Collected data:
▽
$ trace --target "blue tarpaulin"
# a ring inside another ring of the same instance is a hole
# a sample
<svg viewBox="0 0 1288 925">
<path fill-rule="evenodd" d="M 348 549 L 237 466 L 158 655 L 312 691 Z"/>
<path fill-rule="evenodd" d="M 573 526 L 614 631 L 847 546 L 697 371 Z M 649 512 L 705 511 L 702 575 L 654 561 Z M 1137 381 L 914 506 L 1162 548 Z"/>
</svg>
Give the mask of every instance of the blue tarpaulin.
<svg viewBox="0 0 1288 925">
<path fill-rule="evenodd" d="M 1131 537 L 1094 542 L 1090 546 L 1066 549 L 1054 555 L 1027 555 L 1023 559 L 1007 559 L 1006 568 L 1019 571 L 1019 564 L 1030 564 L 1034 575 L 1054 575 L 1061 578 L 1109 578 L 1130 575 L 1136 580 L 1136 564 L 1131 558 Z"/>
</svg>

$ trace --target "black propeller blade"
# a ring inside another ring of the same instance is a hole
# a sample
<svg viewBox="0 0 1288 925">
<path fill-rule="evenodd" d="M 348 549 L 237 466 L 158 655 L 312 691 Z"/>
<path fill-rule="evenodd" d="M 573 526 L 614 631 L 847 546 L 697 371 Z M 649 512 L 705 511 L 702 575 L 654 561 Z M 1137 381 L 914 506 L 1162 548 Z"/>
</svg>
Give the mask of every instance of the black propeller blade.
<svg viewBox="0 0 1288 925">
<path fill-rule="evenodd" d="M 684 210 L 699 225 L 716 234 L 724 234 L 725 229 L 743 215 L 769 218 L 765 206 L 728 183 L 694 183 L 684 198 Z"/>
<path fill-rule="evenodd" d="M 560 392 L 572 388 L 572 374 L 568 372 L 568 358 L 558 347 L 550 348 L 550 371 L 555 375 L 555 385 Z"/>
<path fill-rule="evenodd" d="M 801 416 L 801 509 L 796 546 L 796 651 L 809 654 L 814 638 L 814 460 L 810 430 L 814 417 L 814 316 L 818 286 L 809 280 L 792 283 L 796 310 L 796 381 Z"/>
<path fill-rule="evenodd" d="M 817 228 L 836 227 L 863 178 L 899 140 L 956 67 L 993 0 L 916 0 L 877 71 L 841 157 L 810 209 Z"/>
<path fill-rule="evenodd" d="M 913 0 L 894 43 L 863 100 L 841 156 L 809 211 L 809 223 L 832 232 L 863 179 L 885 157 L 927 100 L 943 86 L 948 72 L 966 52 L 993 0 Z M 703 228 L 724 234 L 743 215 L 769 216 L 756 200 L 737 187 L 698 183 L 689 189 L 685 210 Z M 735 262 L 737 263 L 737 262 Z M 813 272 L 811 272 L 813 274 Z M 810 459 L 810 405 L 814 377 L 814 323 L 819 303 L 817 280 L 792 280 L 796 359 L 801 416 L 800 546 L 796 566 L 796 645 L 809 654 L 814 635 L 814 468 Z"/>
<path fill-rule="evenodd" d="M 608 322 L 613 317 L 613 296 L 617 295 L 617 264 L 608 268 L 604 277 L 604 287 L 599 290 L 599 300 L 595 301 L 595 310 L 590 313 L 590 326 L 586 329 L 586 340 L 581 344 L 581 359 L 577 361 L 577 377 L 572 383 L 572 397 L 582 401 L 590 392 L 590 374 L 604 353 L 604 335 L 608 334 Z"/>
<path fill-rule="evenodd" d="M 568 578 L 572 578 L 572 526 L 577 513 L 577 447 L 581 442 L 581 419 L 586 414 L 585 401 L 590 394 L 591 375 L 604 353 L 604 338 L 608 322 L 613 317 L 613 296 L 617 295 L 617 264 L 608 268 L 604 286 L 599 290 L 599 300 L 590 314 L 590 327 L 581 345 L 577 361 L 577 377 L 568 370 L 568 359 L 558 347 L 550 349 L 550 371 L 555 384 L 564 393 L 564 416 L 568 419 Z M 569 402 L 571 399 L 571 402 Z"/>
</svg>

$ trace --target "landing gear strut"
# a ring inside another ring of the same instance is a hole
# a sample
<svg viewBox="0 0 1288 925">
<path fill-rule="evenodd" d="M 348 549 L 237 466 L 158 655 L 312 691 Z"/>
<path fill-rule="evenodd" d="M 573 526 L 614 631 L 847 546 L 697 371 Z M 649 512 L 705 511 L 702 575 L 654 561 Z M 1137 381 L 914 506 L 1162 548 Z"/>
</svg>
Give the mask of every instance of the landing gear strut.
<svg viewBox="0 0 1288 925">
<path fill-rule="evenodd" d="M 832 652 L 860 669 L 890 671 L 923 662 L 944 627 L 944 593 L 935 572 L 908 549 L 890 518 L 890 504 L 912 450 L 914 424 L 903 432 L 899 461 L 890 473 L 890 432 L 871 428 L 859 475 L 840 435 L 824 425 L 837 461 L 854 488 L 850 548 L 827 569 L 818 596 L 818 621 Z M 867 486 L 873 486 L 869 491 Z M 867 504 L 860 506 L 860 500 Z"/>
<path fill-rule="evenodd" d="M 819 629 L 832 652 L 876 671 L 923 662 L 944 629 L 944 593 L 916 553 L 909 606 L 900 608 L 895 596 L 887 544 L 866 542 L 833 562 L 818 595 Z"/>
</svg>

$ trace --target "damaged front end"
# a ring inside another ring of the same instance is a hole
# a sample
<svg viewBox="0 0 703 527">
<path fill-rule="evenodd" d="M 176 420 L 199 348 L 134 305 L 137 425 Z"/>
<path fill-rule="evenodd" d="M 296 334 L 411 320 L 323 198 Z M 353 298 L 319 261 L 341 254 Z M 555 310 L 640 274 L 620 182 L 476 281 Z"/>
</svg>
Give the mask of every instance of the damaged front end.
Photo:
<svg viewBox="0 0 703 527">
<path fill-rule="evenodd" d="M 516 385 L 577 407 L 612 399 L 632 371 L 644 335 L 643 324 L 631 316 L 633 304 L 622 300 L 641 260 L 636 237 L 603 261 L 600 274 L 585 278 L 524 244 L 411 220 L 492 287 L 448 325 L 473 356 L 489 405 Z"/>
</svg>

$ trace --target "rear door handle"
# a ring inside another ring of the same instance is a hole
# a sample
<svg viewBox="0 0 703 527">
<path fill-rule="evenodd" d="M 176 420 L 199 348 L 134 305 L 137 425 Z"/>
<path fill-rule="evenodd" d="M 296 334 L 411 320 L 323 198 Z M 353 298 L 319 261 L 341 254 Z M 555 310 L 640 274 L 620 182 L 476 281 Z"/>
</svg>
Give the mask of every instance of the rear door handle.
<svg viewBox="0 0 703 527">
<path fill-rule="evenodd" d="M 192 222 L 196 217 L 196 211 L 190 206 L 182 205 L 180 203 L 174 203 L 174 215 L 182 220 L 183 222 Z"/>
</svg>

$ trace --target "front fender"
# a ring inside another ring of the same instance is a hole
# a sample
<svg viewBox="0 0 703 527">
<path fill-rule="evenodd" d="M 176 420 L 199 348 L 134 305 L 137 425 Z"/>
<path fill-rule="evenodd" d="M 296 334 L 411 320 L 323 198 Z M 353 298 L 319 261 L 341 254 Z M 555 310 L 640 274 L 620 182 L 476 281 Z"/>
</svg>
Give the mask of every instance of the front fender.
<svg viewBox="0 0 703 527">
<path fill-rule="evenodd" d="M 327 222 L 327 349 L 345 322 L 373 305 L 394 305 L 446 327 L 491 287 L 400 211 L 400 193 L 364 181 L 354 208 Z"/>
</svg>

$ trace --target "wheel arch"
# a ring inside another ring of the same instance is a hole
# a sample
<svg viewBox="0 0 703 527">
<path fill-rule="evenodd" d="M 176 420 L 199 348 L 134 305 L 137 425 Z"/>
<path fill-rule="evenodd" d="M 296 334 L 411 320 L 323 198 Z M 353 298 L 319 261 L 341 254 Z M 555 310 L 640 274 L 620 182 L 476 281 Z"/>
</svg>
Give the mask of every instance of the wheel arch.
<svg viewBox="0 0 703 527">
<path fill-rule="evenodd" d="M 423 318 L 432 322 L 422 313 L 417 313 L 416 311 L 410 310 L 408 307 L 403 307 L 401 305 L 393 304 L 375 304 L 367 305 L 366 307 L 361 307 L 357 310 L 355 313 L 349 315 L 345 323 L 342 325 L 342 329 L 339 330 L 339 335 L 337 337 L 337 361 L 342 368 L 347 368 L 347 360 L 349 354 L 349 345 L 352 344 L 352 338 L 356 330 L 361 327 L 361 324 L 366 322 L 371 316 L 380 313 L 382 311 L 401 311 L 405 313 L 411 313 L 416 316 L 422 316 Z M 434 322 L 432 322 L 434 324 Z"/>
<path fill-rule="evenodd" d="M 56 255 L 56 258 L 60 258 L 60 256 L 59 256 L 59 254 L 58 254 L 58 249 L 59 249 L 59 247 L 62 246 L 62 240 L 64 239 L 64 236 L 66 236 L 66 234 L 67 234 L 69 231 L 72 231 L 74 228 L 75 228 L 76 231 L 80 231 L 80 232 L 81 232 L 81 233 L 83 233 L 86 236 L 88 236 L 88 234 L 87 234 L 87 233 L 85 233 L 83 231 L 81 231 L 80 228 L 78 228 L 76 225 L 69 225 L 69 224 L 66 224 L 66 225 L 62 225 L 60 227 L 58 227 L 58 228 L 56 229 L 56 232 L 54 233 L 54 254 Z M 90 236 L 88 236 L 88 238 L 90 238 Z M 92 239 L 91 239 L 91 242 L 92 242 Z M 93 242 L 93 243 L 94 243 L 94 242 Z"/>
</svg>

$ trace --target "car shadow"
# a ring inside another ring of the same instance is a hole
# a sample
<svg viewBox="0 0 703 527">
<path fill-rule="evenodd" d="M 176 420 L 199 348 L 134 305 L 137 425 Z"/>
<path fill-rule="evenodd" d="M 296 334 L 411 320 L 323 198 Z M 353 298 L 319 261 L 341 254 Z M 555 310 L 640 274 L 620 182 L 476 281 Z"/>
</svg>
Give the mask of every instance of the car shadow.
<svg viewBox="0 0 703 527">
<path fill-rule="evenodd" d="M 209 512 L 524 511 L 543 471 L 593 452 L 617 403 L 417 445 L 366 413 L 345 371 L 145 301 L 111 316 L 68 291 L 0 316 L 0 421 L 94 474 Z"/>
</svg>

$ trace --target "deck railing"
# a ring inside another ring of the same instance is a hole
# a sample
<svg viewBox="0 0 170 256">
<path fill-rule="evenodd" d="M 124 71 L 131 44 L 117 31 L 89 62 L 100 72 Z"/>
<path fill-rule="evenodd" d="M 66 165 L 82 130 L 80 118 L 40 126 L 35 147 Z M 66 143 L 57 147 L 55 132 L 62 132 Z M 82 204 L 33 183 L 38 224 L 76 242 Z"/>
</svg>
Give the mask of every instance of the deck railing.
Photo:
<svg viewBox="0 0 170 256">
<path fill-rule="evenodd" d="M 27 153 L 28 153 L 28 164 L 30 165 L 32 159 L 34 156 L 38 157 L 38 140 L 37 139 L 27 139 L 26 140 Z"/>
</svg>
△
- [TASK OBJECTIVE]
List each line of the items above that contains the string "blue", copying those lines in full.

- [THE RESPONSE]
$ trace --target "blue tarpaulin"
Give the mask of every instance of the blue tarpaulin.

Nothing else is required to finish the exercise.